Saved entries
=== Begin Enclosure ===

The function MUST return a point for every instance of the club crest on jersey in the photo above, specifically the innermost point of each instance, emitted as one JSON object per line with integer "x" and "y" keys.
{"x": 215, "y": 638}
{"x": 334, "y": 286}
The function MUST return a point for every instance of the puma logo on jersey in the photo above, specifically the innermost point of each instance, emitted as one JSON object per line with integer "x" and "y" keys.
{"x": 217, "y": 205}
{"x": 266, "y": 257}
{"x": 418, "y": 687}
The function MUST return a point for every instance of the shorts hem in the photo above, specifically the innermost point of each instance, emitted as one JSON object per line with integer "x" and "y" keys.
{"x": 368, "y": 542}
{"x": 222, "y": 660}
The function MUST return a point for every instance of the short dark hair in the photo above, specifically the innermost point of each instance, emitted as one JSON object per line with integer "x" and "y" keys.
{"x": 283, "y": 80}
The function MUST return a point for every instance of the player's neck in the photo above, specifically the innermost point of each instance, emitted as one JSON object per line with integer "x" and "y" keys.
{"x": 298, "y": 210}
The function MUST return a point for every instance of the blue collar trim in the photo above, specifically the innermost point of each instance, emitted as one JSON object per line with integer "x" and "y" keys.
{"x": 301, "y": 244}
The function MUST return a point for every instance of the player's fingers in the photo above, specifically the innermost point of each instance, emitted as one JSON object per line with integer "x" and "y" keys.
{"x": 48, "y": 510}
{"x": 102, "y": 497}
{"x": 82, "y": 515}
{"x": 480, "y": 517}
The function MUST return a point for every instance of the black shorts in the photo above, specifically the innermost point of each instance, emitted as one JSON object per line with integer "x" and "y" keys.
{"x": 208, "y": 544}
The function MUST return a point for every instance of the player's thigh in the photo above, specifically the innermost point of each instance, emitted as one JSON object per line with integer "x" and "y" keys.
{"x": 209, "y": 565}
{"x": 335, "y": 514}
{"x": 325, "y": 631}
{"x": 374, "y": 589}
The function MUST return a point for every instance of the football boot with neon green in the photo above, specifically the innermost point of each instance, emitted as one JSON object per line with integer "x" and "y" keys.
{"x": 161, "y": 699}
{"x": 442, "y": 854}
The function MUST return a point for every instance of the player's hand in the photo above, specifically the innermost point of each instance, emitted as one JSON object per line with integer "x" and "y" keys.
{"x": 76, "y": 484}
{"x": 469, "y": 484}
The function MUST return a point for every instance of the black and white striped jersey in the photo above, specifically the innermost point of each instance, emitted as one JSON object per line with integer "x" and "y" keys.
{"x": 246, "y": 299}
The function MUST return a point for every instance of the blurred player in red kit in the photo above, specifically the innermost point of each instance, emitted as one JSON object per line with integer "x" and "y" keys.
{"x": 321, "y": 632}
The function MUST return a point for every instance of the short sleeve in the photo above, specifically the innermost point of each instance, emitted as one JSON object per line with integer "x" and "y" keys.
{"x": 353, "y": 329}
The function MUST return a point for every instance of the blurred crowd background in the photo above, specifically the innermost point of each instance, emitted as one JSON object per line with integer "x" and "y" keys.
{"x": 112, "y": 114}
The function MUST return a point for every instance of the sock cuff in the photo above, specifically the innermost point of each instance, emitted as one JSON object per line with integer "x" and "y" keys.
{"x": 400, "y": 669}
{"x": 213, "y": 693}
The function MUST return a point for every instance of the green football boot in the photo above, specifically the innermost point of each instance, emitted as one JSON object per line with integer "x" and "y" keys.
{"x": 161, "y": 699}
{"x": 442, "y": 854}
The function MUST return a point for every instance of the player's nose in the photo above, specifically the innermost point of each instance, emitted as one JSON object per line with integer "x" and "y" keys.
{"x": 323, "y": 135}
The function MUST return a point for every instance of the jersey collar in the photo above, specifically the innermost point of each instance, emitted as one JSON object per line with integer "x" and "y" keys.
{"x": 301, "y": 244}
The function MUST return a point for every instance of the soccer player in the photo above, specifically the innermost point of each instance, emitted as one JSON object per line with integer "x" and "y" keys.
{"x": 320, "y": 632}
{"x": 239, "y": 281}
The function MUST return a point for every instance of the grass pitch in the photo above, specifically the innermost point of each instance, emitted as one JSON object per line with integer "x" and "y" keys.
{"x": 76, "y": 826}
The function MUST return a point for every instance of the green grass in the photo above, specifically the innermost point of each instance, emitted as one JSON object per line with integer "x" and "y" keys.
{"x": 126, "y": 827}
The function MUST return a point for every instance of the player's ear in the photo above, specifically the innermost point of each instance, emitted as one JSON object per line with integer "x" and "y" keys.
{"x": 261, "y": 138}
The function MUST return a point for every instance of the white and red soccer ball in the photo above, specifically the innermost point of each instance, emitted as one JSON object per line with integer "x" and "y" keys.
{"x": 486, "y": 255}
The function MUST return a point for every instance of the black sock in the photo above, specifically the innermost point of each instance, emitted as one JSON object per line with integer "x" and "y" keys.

=== End Enclosure ===

Set down the records once more, character for character.

The function MUST return a point for every instance of the club crest on jersey in the photo above, specifically the innermost point of each instance, emitted as one JSON object per line with integer "x" and "y" keys.
{"x": 215, "y": 638}
{"x": 334, "y": 286}
The function MUST return a point for every instance of the puma logo on jersey in the photo above, specifically the innermost point of each instance, emitted as one JSON object per line with integer "x" and "y" keys.
{"x": 217, "y": 205}
{"x": 266, "y": 257}
{"x": 418, "y": 687}
The function MUST return a point for every instance of the shorts hem in the photo above, specifically the innermost point of each instance, emitted as one JSON object per line with integer "x" and "y" keys.
{"x": 368, "y": 542}
{"x": 222, "y": 660}
The function MUST return a point for every instance of the short dark hair in the photo above, specifically the innermost point of each instance, emitted as one JSON object per line with integer "x" and "y" keys.
{"x": 283, "y": 80}
The function MUST return a point for every instance of the player's neck in the photo above, specifically the innermost point of each instance, emitted as one JSON object per line with integer "x" and "y" keys.
{"x": 298, "y": 210}
The function MUST return a point for every instance of the blue collar trim in the photo above, specifically the innermost point of each instance, emitted as one JSON object per line with integer "x" and "y" keys.
{"x": 301, "y": 244}
The function MUST return a point for every instance of the player's fingers in the photo above, specifically the innermost point of each instance, emitted as one JSON object per line with integer "x" and "y" keys.
{"x": 48, "y": 510}
{"x": 102, "y": 497}
{"x": 82, "y": 515}
{"x": 480, "y": 517}
The function MUST return a point for every instance of the black shorts in the photo above, specifically the innermost point of each instance, emitted as one JSON object per line with integer "x" and "y" keys.
{"x": 208, "y": 544}
The function MUST return a point for every instance of the player's thigh in the photo above, specifically the innermost point of each instance, emitted as one JSON object per line with integer "x" and "y" keys.
{"x": 209, "y": 565}
{"x": 335, "y": 514}
{"x": 325, "y": 631}
{"x": 374, "y": 589}
The function MUST return a point for every instance of the football boot with neon green in the photo above, specifically the innermost point of each instance, emitted as one JSON object per line with integer "x" and "y" keys.
{"x": 161, "y": 699}
{"x": 442, "y": 854}
The function MUST return a point for every instance of the player's hand in the photo above, specifically the innermost point of each instance, emitted as one JSON object per line with integer "x" and "y" keys.
{"x": 76, "y": 484}
{"x": 469, "y": 484}
The function MUST return a point for every instance of the black and white striped jersey in the photo above, specifically the innermost point of each instance, emitted as one JSON object per line with integer "x" and "y" keys.
{"x": 246, "y": 299}
The function MUST return a point for every instance of the blurred player in red kit in the photo above, specifically the innermost point of each instance, emitted as one JSON object per line with integer "x" and "y" keys.
{"x": 321, "y": 632}
The function MUST return a point for every instance of the short sleeve in the photo above, specifically the innermost point of each instance, emitted as one JSON object per line with integer "x" and "y" keys.
{"x": 353, "y": 329}
The function MUST return a point for every instance of the blurred crowd background in the photo above, specifically the innermost point of each instance, emitted as one JSON object per line with integer "x" and "y" keys.
{"x": 112, "y": 114}
The function MUST return a point for every instance of the sock cuff in the photo above, specifically the innermost point of each instance, emitted as one JSON object per line with integer "x" and "y" keys.
{"x": 400, "y": 669}
{"x": 213, "y": 693}
The function MUST return a point for every instance of the green football boot in the photo above, specifically the innermost point of each instance, emitted as one JSON object per line with integer "x" and "y" keys.
{"x": 161, "y": 699}
{"x": 442, "y": 854}
The function MUST return a point for every instance of the player's nose in the photo above, specifically the innermost point of each instance, emitted as one JSON object per line with integer "x" and "y" keys.
{"x": 323, "y": 135}
The function MUST return a point for every instance of the jersey collar in the photo above, specifically the innermost point of each instance, emitted as one JSON object per line with integer "x" and "y" keys.
{"x": 301, "y": 244}
The function MUST return a point for every instance of the soccer player in the photo above, specifically the innermost point of each instance, emitted as one JSON object per line with integer "x" and "y" keys.
{"x": 320, "y": 632}
{"x": 239, "y": 281}
The function MUST return a point for every instance of the grass pitch in the photo above, specifically the innermost point of each instance, emitted as one JSON object per line with integer "x" and "y" keys.
{"x": 76, "y": 826}
The function MUST return a point for every instance of the green grass in the photo above, specifically the innermost point of each instance, emitted as one JSON object per line with integer "x" and "y" keys.
{"x": 126, "y": 827}
The function MUST return a point for every instance of the player's ear in the photo above, specifically the innermost point of each instance, emitted as one JSON object per line with integer "x" and "y" keys.
{"x": 261, "y": 138}
The function MUST return a point for every instance of the white and red soccer ball in the photo above, specifically the innermost point of each instance, emitted as one JSON object per line with integer "x" and "y" keys.
{"x": 486, "y": 255}
The function MUST return a point for every instance of the black sock in the photo above, specifically the innermost point of each instance, emitted as one JSON object per line with integer "x" and "y" keys.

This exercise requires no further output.